Problem description: Give again the part of the coaching tips that opens with the words containing "01What is a" and closes with "decaying before it.", replacing "training residual" with "carryover effect".

Coaching Application Tips

  • Write residual end-dates on your plan: For each block, calculate the competition date minus the residual duration. That is the latest this block can end. Work backward from there.
  • Never strip all power work during a taper: The 5–10 day residual for maximal speed means even a 14-day taper needs at least one sprint and one jump session in the final week.
  • Individualise using velocity data: Issurin's residual estimates are population averages. An athlete whose CMJ drops after 7 days without plyometrics has a shorter personal residual than average — adjust their plan accordingly.
  • Use velocity loss to cap in-season volume: Set a velocity loss threshold of 15–20% per set. Stop the set when that threshold is reached regardless of planned rep count. This protects both quality and fatigue accumulation mid-season.
  • Communicate the "why" to athletes: Athletes who understand that skipping in-season strength sessions erodes their residuals for 2–3 weeks show better compliance than those told simply to "keep lifting."
FAQ

Frequently asked questions

01What is a training residual and why does it matter for season planning?
+
A training residual is how long a fitness adaptation persists after you stop training it directly. Issurin (2010) documented that aerobic endurance and maximal strength last 25–35 days, while maximal speed lasts only 5–10 days. Knowing these windows lets you sequence training blocks so every quality peaks on competition day rather than decaying before it.

[Stored dataset items]
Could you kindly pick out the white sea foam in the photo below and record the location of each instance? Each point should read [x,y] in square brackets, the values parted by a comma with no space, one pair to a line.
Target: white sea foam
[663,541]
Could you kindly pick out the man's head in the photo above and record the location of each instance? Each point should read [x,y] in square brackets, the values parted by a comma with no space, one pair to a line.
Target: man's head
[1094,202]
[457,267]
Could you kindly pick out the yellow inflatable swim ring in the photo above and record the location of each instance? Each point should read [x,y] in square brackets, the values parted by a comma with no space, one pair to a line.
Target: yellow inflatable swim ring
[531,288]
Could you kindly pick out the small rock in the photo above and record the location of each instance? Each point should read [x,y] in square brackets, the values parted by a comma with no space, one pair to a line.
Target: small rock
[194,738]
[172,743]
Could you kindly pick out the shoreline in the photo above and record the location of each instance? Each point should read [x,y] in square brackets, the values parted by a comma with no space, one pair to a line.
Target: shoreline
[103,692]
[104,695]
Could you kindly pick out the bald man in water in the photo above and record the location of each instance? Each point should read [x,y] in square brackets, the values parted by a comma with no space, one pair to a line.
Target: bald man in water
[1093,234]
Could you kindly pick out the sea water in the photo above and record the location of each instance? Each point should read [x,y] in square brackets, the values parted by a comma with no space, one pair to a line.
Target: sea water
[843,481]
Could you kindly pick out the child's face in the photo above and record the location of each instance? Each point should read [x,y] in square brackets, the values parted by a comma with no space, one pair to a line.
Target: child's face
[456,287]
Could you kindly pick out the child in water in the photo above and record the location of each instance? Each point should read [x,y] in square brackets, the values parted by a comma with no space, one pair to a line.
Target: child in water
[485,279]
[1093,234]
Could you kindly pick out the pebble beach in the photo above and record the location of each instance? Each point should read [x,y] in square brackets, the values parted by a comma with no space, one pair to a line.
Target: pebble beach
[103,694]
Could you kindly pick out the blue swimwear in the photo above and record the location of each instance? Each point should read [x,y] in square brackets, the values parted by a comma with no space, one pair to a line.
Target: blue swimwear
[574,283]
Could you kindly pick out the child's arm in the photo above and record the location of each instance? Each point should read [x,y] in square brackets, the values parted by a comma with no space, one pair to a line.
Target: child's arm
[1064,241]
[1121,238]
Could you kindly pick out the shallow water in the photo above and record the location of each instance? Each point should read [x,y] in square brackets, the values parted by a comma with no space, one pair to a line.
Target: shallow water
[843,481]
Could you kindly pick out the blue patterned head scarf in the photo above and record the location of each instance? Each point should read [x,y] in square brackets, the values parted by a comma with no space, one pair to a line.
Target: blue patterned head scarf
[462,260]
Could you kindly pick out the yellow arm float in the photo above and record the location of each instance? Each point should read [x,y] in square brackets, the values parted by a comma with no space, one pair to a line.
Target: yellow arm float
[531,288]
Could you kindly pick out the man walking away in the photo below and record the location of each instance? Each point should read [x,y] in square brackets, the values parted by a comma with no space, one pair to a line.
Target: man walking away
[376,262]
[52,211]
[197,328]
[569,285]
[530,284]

Worked solution:
01What is a carryover effect and why does it matter for season planning?
+
A carryover effect is how long a fitness adaptation persists after you stop training it directly. Issurin (2010) documented that aerobic endurance and maximal strength last 25–35 days, while maximal speed lasts only 5–10 days. Knowing these windows lets you sequence training blocks so every quality peaks on competition day rather than decaying before it.